▶ _练习题目 1_: 根据下文的ksi-重整化讨论，回帖为什么认为用这种方式产生的所有抵消项都保持规范不变性？请用一到三句话说明。
▶ _练习题目 2_:
依据下文的ksi-重整化讨论，回答以下问题：
(a) ksi->0 对应哪种规范？
(b) 为写出S矩阵而把H拆分为H_0与H_I，前提是什么？
(c) 回帖认为唯一可能令人困惑的是哪两个部分？

----- 文档正文

昨晚无聊 推演了一下ksi-重整化

ksi->0 对应landau gauge

ksi->无穷 对应幺正规范 unitarity gauge

加上一些规范条件 可以直接写出总的包含矢量玻色子（vector bosons）、标量玻色子（scalar bosons）、鬼场（ghost fields）的拉格朗日量 并且要满足一般的规范条件

再直接加上费米子的拉氏量 并对所有的拉氏量取到二阶微扰 那么就可以得到各玻色子以及鬼场的质量 然后就直接写出各场的传播子delta 并且要求所有的传播子在对称破缺之前的渐进行为一致（重整化的要求） 但是还有一点 我们要消除对称性破缺时的紫外发散！！！

问题在于 我给定一个拉氏量 微扰展开到高阶 那么在消除无穷大时 我们要确保高阶也是满足同等的对称性的！！比如规范条件等等 昨晚我没有想明白这个问题

转到大家比较熟悉的S矩阵理论：S=<initial state|H_I |final state>

给定哈密顿量H 进行微扰 拆分H=H_0+H_I

H_0是自由粒子的哈密顿量 H_I 是相互作用的哈密顿量 为写出S矩阵进行这样拆分的前提是 H_0与H有完全一样的质量谱 然后把H_I 作为微扰项进行展开

问题就表述为：H_I一定要与H保持同样的各种对称性？ 怎么证明？ 一般来说相互作用会破缺对称性的 大家也许解过一些schrodinger方程 发现了这种情况 那么当延伸至场论时不知道是否会存在这个问题 Γ[x,n]=Γ_R[x,n]+Γ_∞[x,n] Γ_R是重整的 我们是否一定要求Γ_∞与Γ有同样的对称性？怎么证明？ Γ表示场的总拉氏量

我的表述可能还没有问到问题的实质...........CONTINUE THINKING........

I am not sure I understand what you are asking. But, here is what a textbook should say:

The only possible confusing parts are gauge fixing and regularization. Because of these issues, people suspected for quite a while whether gauge theory makes sense. Fadeev-Popov procedure is manifestly gauge invariant. This solves the gauge fixing problem. (The result is gauge invariant in any gauge). And with dimensional regularization, it is straightforward to see that the theory could be regulated in a gauge invariant way. Thereofore, all the counter term generated this way preserves gauge invariance.

----------
----- 来源摘录

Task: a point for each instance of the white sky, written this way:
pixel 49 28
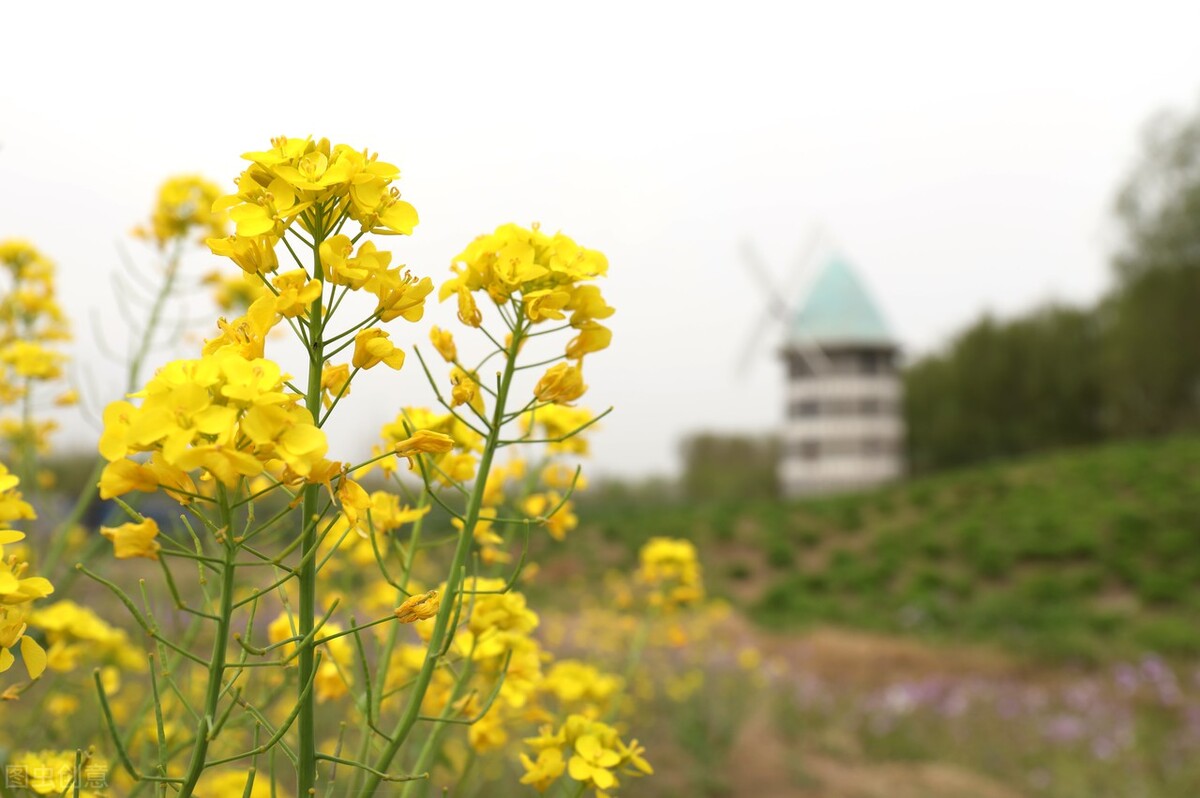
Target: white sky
pixel 964 156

----------

▶ _预期输出 1_: 回帖认为，唯一可能令人困惑的只有规范固定和正规化两处。Fadeev-Popov 程序是明显规范不变的，解决了规范固定问题，其结果在任何规范下都是规范不变的。再用维数正规化，可以直接看出理论能以规范不变的方式正规化，所以这样产生的抵消项都保持规范不变性。

▶ _预期输出 2_:
(a) landau gauge。
(b) H_0与H有完全一样的质量谱。
(c) 规范固定（gauge fixing）和正规化（regularization）。